*** Excerpt ***

JOINTS AND JOINTING
Ø Joints are defined as divisional planes or fractures along which there has been no relative displacement.
Ø These fractures divide the rocks into parts or blocks and unlike the faults, the parts have not suffered any movement along the fracture plane.
Ø There may be or may not be an opening up of blocks perpendicular to the joint planes.
Ø Nature. Joints may be open or closed in nature.
Open joints are those in which the blocks have been separated or opened up for small distances in a direction at right angles to the fracture surface.
Ø These may be gradually enlarged by weathering processes and develop into fissure in the rocks.
Ø In closed joints, there is no such separation.
Ø Even then, these joints may be capable of allowing fluids (gases and water) to pass through the rock
Similarly, the joints may be smooth or rough on the surface and the surface may be straight or curved in outline the joints may be small in their extension
Ø Joints are fracture planes or surfaces and their occurrence often takes place in such a way that their position in space or attitude (dip and strike) may be described conveniently either independently or with respect to the attitude of the rocks in which they occur.
Ø Joints have been classified on the basis of spatial relationships, geometry and genesis.
A. Spatial Relationship
All joints are divided into two main groups on the basis of presence or otherwise of some regularity in their occurrence:
1. Systematic joints (regular joints).
Ø These show a distinct regularity in their occurrence which can be measured and mapped easily.
Ø Such joints occur in parallel or sub-parallel joint sets that are repeated in the rocks at regular intervals.
Ø The columnar joints and the mural joints described below are examples of regular or systematic jointing.
2. Nonsystematic (or irregular) joints.
Ø As the name implies, these joints do not possess any regularity in their occurrence and distribution.

*** End of Excerpt ***

Check your understanding »
[a] Answer these questions from the notes on joints, one per line:
(i) On what three bases have joints been classified?
(ii) What do the notes say closed joints may allow to pass through the rock?
(iii) Which joints are named as examples of systematic jointing?
[b] Echo the passage of the notes on joints from "Ø Nature. Joints" to "in the rocks." without changing a word.
[c] Decide whether each statement agrees with the notes on joints, and support each yes or no with the deciding words quoted exactly:
(i) With joints, the parts of the rock have moved along the fracture plane.
(ii) Systematic joints occur in sets that repeat in the rocks at regular intervals.
(iii) Nonsystematic joints show regularity in their distribution.
The records are separate material with no connection to the notes on joints.

*** Material shown ***

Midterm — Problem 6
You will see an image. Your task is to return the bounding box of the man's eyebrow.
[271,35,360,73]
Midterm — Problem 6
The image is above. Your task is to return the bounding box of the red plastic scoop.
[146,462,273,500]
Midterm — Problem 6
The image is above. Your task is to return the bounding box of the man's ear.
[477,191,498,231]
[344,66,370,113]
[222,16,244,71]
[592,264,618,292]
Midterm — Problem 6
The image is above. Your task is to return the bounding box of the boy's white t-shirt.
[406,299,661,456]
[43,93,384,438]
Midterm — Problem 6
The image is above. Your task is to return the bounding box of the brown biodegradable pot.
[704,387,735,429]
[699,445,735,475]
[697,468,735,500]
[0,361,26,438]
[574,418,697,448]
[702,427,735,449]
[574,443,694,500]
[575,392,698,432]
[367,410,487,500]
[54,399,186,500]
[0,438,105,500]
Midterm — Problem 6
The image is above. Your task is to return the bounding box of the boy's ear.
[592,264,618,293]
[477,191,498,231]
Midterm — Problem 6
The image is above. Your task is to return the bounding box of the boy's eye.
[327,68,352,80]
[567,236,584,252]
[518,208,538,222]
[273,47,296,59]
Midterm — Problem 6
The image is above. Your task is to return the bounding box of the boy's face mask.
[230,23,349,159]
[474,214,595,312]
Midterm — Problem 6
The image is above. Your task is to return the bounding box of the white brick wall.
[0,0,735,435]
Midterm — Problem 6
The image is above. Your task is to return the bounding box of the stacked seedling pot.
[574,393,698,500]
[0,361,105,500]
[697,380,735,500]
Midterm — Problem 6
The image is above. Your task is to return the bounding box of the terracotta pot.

*** End of Material shown ***

Answers for the exercise »
[a]
(i) Spatial relationships, geometry and genesis.
(ii) Fluids (gases and water).
(iii) The columnar joints and the mural joints.

[b]
Ø Nature. Joints may be open or closed in nature.
Open joints are those in which the blocks have been separated or opened up for small distances in a direction at right angles to the fracture surface.
Ø These may be gradually enlarged by weathering processes and develop into fissure in the rocks.

[c]
(i) No: "the parts have not suffered any movement along the fracture plane."
(ii) Yes: "Such joints occur in parallel or sub-parallel joint sets that are repeated in the rocks at regular intervals."
(iii) No: "these joints do not possess any regularity in their occurrence and distribution."